To do →
Retype the records from the start up to and including the line with "170 203 190 222", keeping every character the same.

Data excerpts →
**********
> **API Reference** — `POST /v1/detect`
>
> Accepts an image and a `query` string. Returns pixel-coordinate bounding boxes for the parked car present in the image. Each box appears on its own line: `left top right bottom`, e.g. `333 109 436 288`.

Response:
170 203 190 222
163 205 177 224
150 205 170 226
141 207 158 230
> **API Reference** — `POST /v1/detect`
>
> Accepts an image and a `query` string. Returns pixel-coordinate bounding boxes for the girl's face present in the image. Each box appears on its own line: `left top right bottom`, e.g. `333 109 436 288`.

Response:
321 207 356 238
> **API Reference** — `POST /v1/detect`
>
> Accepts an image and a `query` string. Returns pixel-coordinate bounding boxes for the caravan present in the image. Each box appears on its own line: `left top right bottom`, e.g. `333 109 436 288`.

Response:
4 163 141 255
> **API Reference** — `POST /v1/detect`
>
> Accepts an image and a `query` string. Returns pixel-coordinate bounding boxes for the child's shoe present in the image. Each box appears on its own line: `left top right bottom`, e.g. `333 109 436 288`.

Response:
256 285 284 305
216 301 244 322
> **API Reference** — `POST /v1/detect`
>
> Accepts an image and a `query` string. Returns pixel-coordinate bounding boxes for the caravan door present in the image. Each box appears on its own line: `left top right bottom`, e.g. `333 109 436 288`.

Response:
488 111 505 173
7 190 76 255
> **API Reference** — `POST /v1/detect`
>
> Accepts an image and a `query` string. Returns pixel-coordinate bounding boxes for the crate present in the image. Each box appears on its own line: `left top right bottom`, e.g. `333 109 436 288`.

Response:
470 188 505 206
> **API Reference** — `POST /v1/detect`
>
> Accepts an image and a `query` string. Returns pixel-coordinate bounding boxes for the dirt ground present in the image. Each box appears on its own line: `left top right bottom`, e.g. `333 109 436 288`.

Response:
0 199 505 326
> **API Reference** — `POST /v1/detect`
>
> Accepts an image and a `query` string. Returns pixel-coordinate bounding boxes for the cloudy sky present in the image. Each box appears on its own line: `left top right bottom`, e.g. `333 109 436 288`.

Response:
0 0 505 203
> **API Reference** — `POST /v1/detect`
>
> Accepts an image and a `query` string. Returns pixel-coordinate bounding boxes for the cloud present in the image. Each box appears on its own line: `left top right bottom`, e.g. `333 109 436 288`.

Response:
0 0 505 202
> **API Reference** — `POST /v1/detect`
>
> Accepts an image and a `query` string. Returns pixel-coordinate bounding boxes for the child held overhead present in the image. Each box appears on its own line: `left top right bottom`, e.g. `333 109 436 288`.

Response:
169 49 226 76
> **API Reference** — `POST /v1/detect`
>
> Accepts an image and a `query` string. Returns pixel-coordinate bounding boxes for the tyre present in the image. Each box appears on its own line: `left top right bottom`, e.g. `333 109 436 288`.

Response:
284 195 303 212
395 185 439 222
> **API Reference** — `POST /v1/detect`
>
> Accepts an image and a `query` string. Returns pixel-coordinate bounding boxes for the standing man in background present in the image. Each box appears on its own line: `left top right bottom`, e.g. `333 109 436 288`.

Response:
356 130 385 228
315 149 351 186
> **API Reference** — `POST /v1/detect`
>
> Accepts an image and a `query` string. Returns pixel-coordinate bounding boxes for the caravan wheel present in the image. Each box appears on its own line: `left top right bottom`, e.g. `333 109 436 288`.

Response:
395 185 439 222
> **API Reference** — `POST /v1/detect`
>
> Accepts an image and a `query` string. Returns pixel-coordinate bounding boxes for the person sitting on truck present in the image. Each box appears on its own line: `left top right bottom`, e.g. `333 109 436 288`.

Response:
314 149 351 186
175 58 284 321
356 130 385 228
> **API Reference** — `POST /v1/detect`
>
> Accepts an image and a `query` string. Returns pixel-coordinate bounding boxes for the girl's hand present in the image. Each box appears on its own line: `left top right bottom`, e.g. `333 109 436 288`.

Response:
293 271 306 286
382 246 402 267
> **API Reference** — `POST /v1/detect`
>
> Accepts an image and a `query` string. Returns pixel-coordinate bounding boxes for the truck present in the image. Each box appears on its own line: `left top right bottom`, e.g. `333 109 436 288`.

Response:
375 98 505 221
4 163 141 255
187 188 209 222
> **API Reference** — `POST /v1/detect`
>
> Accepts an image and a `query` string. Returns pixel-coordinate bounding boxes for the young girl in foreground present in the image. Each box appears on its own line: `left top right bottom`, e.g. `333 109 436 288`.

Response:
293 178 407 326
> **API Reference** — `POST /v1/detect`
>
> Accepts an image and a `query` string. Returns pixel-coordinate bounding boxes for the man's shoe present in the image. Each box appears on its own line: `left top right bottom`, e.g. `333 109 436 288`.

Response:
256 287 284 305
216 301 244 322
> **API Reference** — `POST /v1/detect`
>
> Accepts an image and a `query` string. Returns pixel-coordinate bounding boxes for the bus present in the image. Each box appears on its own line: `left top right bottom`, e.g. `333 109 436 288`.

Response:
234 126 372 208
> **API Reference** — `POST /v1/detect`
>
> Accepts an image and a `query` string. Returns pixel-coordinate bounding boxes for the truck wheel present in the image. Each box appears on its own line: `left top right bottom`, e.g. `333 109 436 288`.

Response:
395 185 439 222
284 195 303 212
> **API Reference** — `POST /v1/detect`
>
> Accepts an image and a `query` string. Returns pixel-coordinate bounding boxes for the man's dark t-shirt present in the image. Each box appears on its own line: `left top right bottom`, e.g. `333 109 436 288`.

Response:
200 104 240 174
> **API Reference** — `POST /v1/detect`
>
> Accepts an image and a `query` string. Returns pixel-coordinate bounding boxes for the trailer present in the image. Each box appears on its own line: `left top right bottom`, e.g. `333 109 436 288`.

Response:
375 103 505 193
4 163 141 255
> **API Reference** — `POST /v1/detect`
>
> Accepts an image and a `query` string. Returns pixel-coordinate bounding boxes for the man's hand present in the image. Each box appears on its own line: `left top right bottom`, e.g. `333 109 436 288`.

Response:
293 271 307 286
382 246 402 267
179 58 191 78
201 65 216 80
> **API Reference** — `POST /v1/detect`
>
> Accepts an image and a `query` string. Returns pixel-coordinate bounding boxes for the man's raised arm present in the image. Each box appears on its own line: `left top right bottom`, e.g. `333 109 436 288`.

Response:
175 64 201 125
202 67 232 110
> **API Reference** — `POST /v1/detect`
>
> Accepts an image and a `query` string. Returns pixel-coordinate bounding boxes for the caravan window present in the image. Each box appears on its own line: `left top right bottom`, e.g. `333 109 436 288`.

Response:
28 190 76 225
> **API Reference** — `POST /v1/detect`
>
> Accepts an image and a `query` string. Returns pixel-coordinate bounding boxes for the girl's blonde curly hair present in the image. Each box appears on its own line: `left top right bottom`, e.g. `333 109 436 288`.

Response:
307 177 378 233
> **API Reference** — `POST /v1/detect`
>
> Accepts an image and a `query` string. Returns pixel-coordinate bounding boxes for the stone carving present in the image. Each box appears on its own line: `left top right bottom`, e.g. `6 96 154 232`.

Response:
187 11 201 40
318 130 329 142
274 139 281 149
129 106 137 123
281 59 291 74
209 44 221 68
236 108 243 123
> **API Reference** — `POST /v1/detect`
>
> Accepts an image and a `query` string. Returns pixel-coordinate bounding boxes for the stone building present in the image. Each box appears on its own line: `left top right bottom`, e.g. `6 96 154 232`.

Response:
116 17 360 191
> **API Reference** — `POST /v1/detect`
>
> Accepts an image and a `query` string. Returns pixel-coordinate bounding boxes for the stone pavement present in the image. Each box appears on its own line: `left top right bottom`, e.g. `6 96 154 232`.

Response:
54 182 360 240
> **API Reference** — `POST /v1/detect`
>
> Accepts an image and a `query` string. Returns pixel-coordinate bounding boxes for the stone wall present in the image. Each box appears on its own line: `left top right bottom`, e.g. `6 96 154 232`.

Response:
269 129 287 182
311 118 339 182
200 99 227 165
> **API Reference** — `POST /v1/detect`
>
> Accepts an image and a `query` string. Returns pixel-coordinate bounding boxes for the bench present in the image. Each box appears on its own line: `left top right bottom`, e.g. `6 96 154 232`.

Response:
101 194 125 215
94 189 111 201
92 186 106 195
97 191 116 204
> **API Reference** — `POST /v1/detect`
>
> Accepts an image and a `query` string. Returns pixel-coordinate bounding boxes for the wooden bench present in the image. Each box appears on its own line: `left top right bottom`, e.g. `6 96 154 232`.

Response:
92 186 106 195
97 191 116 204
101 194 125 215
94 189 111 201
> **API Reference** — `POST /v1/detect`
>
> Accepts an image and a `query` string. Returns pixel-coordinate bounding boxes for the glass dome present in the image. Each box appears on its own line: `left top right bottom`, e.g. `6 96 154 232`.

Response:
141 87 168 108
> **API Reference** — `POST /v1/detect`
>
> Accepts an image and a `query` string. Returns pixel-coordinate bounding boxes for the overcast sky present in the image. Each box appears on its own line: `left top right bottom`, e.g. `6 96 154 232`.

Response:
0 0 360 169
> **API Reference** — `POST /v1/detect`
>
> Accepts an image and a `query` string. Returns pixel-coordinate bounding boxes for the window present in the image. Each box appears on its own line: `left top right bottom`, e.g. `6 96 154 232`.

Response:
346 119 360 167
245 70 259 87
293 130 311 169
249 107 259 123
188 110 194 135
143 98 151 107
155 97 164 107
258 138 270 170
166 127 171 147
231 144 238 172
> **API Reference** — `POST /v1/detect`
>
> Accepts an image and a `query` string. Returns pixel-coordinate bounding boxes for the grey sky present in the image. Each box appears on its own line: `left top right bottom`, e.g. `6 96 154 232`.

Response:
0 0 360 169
**********
Reply →
> **API Reference** — `POST /v1/detect`
>
> Accepts an image and a `query` string. Returns pixel-coordinate bounding boxes for the parked car present in the image. Each box appears on its own line: `left top right bottom`, e.g. `333 109 436 288`.

Response:
170 203 190 222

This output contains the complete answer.